## Assignment
Please rewrite the part of the rescue-pigeon thread starting at "Assuming you have" and ending at "wanna be disturbed.", changing "bird" to "pigeon".

## Provided text

[Start of Attachment]

Good luck and write back if you find something that works for you. You can always friend me on here if you want to talk. Just private message me if you want.  Thank You, Chris


----------



## Jass SamOplay (May 29, 2012)

Cuculi said:


> Hello there,
> 
> Well, I took my rescue pigeon outside and all that he did was to stay perched on my neighbor's wall, he seldom moved and didn't ate or drink anything. At night, I took him inside.
> 
> ...


How old the bird is?

Assuming you have a wild bird which you're trying to release back into open.
Every pigeon has its own personality just like we humans. Some like petting,other don't. Some are friendly others aren't. Most don't like when touched sitting in their resting place whether its a perch/coop/loft etc. They take it like their private property and don't like intrusion. They will wing slap to show their disgust. But that doesn't mean he doesn't like you. He just doesn't wanna be disturbed.
The more you socialize with him and offer him seeds in palm of your hands when he's hungry,the more he becomes fond of you. But if you want him to release back into nature that must not be done. He's better left alone.


----------



## Marina B (May 5, 2011)

[End of Attachment]

## Dataset entries
[Start of Attachment]

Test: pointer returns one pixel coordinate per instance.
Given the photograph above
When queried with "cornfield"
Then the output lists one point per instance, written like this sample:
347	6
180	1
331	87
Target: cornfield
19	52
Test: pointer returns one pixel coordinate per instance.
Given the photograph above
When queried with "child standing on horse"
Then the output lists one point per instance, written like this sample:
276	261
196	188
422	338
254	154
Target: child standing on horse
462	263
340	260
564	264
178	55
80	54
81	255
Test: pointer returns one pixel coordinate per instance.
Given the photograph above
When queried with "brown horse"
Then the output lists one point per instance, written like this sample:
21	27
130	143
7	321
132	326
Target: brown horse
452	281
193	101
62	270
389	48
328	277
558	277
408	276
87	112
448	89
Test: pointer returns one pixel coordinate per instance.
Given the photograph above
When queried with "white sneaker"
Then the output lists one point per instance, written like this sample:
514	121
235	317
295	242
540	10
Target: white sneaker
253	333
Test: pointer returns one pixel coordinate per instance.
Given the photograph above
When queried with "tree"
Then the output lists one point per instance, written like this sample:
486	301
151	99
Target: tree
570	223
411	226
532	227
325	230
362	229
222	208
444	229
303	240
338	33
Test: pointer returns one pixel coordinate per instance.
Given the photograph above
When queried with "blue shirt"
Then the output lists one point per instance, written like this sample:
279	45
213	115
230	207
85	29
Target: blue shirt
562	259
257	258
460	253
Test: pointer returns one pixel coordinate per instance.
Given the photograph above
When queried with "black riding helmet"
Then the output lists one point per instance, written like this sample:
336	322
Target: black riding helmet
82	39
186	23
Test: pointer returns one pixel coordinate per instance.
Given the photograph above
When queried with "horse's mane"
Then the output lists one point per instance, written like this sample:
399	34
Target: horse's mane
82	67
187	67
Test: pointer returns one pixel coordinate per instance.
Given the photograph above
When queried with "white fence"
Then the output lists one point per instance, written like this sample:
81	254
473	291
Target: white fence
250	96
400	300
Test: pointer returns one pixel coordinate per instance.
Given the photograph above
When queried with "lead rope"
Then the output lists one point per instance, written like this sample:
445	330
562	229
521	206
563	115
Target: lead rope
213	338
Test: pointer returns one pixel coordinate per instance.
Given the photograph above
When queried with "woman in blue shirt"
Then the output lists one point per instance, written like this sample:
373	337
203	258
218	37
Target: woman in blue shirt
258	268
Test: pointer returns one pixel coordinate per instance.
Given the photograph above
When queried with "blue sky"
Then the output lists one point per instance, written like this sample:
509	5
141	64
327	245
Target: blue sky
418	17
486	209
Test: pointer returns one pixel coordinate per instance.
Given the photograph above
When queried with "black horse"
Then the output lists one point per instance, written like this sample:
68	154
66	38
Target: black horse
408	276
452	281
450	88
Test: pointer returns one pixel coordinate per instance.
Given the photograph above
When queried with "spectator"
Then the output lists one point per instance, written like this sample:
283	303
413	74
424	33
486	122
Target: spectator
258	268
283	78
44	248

[End of Attachment]

## Exercise output
Assuming you have a wild pigeon which you're trying to release back into open.
Every pigeon has its own personality just like we humans. Some like petting,other don't. Some are friendly others aren't. Most don't like when touched sitting in their resting place whether its a perch/coop/loft etc. They take it like their private property and don't like intrusion. They will wing slap to show their disgust. But that doesn't mean he doesn't like you. He just doesn't wanna be disturbed.